» Problem requirements
Locate the line containing "Could you locate the white pillow" in the data below. Reproduce it and every following line up to the end, exactly as given.

───── Data shown ─────

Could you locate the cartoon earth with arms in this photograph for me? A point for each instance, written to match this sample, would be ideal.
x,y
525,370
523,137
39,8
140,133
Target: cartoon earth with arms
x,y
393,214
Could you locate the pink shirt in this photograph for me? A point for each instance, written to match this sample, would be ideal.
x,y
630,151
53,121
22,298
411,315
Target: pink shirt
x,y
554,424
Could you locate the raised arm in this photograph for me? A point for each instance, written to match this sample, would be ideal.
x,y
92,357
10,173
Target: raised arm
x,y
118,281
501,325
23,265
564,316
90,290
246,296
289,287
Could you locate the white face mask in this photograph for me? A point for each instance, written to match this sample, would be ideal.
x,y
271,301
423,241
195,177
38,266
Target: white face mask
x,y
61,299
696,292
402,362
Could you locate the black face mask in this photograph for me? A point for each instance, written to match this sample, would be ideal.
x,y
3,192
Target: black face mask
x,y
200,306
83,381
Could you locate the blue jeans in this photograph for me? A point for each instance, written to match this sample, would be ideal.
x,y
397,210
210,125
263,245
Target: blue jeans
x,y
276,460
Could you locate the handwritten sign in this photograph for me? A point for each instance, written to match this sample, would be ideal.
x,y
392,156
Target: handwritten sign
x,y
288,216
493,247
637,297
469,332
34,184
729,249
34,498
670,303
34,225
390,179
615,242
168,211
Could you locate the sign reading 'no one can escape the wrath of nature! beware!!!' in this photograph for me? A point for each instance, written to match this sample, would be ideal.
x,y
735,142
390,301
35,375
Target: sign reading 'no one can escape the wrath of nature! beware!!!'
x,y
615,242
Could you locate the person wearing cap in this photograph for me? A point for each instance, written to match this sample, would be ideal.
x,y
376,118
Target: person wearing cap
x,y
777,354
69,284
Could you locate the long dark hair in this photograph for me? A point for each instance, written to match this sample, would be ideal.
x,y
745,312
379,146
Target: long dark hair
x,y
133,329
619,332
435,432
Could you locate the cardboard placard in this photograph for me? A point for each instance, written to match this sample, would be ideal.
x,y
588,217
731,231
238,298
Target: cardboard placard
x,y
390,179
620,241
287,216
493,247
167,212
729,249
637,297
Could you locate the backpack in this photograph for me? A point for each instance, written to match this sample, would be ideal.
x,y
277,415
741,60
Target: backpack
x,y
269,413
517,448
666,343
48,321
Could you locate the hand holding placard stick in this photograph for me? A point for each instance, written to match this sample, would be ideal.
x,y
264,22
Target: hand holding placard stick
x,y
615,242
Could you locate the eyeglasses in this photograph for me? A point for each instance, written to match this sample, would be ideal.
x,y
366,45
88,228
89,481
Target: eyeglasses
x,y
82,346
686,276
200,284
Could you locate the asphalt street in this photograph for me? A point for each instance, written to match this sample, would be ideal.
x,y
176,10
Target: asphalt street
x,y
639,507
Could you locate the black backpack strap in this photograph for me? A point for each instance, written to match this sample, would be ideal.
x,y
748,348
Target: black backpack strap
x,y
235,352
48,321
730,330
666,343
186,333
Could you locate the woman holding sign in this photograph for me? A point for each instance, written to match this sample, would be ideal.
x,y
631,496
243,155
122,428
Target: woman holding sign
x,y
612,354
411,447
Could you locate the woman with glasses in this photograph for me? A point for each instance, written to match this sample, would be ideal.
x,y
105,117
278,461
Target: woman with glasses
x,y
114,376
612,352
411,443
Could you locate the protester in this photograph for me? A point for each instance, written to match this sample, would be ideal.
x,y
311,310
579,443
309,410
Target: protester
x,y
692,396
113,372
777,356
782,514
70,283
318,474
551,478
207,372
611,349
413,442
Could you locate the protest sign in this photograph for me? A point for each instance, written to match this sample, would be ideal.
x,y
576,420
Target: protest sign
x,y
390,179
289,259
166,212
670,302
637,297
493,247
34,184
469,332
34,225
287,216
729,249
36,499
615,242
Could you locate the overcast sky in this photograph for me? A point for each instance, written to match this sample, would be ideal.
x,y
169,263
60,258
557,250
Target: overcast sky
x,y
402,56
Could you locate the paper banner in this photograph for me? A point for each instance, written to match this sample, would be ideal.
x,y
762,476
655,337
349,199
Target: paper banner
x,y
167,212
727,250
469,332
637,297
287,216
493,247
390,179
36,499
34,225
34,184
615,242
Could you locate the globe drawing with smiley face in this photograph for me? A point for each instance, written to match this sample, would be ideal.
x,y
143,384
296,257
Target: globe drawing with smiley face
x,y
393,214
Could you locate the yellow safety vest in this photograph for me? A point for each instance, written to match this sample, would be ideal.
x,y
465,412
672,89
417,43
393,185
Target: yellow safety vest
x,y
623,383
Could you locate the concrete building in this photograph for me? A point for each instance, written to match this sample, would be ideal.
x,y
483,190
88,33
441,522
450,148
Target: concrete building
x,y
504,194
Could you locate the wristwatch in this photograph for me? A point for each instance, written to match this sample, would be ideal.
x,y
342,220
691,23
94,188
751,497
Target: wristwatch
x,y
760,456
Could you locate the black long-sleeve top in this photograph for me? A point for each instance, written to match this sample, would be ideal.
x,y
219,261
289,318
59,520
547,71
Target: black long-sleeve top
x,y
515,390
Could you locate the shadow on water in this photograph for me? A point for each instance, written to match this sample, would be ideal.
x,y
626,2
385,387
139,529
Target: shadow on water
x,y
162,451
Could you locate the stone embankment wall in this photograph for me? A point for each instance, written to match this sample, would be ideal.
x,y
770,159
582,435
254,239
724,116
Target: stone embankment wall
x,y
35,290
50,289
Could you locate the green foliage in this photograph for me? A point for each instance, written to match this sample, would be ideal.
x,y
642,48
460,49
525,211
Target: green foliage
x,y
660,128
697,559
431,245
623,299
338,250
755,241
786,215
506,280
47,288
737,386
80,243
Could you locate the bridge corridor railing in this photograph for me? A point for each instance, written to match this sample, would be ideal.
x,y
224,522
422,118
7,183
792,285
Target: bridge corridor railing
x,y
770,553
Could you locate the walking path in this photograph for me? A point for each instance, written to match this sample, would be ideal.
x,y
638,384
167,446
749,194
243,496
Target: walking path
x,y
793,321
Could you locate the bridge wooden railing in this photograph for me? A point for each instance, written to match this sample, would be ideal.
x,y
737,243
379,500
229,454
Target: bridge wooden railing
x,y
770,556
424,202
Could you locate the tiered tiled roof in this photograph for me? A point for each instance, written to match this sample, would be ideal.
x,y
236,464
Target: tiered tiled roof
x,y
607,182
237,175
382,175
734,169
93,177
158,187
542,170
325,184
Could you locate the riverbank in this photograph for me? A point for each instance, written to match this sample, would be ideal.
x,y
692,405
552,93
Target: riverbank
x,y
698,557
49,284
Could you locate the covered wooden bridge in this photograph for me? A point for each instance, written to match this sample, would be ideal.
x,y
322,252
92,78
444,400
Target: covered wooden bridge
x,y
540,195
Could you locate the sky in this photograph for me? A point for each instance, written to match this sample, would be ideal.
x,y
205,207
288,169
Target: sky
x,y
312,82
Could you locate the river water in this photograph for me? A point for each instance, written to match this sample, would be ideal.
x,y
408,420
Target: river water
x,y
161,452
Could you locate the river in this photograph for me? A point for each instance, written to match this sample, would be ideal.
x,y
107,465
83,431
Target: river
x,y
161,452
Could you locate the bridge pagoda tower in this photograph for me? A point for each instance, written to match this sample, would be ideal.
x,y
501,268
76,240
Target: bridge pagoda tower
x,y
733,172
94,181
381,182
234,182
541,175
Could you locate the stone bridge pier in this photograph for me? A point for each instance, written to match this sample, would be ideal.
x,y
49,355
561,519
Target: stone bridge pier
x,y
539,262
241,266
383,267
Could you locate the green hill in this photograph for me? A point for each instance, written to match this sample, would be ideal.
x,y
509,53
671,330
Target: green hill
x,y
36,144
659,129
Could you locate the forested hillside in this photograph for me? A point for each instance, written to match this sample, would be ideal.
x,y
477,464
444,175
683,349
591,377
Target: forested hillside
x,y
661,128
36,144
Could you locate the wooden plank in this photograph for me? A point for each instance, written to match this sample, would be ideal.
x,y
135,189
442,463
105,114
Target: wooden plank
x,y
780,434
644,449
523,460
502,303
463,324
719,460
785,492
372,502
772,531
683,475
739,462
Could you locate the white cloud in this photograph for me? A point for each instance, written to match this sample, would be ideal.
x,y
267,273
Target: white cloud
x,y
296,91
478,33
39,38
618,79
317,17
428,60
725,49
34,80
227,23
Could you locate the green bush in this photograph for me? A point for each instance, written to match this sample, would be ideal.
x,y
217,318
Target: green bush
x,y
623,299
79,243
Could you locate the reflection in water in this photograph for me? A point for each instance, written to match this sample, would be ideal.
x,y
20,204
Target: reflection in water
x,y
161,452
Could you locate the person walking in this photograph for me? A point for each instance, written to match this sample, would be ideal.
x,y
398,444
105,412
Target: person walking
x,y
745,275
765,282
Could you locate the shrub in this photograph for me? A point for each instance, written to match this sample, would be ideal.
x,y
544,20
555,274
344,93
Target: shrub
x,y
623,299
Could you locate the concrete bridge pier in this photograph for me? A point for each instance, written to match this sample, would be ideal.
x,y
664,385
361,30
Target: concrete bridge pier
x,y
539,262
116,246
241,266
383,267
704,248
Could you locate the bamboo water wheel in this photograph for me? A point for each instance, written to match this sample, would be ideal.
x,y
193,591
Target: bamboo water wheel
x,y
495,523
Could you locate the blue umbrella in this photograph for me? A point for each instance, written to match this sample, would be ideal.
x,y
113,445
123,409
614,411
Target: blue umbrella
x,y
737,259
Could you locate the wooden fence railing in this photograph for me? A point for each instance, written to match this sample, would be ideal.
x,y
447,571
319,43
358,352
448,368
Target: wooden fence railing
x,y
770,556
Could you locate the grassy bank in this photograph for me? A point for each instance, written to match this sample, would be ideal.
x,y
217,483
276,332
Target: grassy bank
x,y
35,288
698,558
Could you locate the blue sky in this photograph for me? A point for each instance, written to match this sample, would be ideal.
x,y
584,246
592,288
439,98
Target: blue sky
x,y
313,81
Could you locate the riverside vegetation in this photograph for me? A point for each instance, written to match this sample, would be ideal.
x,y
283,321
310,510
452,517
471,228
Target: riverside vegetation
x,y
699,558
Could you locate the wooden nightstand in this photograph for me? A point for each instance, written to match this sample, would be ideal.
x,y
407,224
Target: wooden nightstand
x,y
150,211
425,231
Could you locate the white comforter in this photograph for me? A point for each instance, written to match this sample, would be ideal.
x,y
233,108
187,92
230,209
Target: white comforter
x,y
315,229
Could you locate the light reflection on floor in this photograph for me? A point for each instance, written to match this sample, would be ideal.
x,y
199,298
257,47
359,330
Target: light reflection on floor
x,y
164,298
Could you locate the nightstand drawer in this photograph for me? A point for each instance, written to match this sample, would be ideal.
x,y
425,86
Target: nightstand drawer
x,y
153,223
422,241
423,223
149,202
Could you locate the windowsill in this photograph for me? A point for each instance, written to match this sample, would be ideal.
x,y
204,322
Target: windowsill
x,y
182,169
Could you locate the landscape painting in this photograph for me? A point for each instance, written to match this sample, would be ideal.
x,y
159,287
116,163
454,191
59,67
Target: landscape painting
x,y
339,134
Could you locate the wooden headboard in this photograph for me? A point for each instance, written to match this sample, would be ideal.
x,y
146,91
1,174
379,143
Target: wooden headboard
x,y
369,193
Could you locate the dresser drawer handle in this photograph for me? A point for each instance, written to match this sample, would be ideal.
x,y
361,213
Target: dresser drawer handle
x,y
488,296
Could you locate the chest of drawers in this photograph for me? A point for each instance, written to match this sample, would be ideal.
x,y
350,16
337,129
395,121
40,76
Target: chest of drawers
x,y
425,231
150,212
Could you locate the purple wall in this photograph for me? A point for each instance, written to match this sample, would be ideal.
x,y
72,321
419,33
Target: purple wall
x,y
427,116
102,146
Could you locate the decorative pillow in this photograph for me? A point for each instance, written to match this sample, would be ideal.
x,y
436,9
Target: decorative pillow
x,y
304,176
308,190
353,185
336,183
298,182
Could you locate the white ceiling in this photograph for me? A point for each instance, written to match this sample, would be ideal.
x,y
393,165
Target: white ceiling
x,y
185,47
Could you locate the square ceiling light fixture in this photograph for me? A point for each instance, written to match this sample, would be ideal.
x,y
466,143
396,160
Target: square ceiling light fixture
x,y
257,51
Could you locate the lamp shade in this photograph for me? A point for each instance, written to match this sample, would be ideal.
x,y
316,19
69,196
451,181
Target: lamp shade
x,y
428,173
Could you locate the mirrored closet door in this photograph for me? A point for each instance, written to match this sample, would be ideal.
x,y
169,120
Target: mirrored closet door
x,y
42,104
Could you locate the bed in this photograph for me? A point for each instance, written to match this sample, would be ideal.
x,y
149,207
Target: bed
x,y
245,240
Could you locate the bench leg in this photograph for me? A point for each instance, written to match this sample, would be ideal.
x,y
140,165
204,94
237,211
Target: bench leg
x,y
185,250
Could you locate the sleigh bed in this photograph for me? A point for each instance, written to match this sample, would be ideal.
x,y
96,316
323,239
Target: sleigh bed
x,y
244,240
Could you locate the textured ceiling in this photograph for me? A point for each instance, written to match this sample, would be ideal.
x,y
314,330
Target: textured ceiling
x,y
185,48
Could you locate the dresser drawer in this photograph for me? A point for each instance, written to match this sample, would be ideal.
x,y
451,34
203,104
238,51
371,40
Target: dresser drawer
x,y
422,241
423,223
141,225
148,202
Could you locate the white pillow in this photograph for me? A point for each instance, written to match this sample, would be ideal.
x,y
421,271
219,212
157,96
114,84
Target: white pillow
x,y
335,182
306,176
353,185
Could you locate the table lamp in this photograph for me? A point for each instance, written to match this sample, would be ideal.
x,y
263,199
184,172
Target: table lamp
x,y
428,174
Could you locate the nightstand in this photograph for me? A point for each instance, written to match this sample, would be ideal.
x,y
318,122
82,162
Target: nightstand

─────

» Response area
Could you locate the white pillow in this photograph for me? A point for each instance, written to match this sample, would be ideal.
x,y
421,271
219,212
157,96
114,84
Target: white pillow
x,y
335,182
306,176
353,185
Could you locate the table lamp in this photograph for me? A point for each instance, written to match this sample, would be ideal.
x,y
263,199
184,172
Target: table lamp
x,y
428,174
Could you locate the nightstand in this photograph for me? A point for each instance, written to match this sample, would be ideal.
x,y
318,122
82,162
Target: nightstand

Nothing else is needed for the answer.